INPUT RECORDS:
▼

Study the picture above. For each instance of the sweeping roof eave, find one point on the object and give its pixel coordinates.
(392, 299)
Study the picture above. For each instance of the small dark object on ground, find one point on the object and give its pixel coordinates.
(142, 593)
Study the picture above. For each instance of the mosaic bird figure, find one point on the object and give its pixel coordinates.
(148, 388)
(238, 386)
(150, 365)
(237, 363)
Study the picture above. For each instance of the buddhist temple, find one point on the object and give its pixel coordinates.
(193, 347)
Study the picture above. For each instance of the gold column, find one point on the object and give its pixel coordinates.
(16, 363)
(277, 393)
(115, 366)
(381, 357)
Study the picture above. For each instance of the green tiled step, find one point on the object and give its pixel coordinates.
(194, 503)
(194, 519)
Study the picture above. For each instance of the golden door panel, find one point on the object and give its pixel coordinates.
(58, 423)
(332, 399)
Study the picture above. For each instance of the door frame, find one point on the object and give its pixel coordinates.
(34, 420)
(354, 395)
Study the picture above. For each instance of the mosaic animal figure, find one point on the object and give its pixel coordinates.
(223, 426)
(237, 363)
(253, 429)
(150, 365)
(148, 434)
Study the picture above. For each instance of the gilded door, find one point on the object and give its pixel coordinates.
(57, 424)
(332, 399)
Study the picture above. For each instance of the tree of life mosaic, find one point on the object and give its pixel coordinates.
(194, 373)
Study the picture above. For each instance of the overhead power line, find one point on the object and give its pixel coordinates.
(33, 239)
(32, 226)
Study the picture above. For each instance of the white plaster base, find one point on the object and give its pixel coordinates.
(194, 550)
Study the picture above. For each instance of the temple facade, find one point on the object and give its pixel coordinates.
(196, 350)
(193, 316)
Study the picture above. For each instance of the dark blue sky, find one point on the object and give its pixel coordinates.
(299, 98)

▲

Please rewrite all the lines above, putting "x and y coordinates" wherever "pixel coordinates" appears and keeping everything else unchanged.

Study the picture above. For each instance of the sweeping roof eave, find one point on the object and give its x and y coordinates.
(392, 299)
Study the picture above. For each instance of the small dark object on ground, find one point on the object and give its x and y coordinates.
(142, 593)
Study the picture above. For each instance of the mosaic bird figure, find one point on the object and give its x and y coordinates.
(148, 388)
(238, 386)
(150, 365)
(237, 363)
Study the picture above. For each instance of the buddhist temple, find one point on the object and give its x and y coordinates.
(193, 347)
Study the picture above. For each instance of the gold column, find one point on the object and give its x and y coordinates.
(16, 363)
(277, 393)
(115, 366)
(381, 357)
Study the picture above. For each instance of the green tiled step, find one point on the object and give its x and y coordinates.
(194, 503)
(194, 519)
Study the picture above. For each instance of the golden door panel, find one point on the object and give its x and y coordinates.
(58, 423)
(332, 399)
Study the picture above. For each instance of the door frame, find one point on the object and give its x and y coordinates.
(34, 420)
(354, 395)
Study the picture above. For each instance of the mosaic animal figure, find one point on the object and give its x and y coordinates.
(223, 426)
(237, 363)
(253, 429)
(150, 365)
(148, 434)
Study the picture above. For each instance of the gilded door, find one point on the object and give its x and y coordinates.
(57, 424)
(332, 399)
Study the picture above. For each instance of the tree of life mosaic, find one point on the object and give its x and y coordinates.
(194, 373)
Study the picture above. For each instance of the overhead power line, find one point on the object and give its x and y coordinates.
(33, 239)
(32, 226)
Study the picture above. For each instance of the white plaster base, find one point on the object and give its x and y coordinates.
(194, 550)
Study the picture above. For each instance of the temple facade, find one point on the object and give its x and y coordinates.
(196, 350)
(193, 316)
Study the picture above. For each instance of the dark blue sky, find one point on the object and give its x and y coordinates.
(299, 98)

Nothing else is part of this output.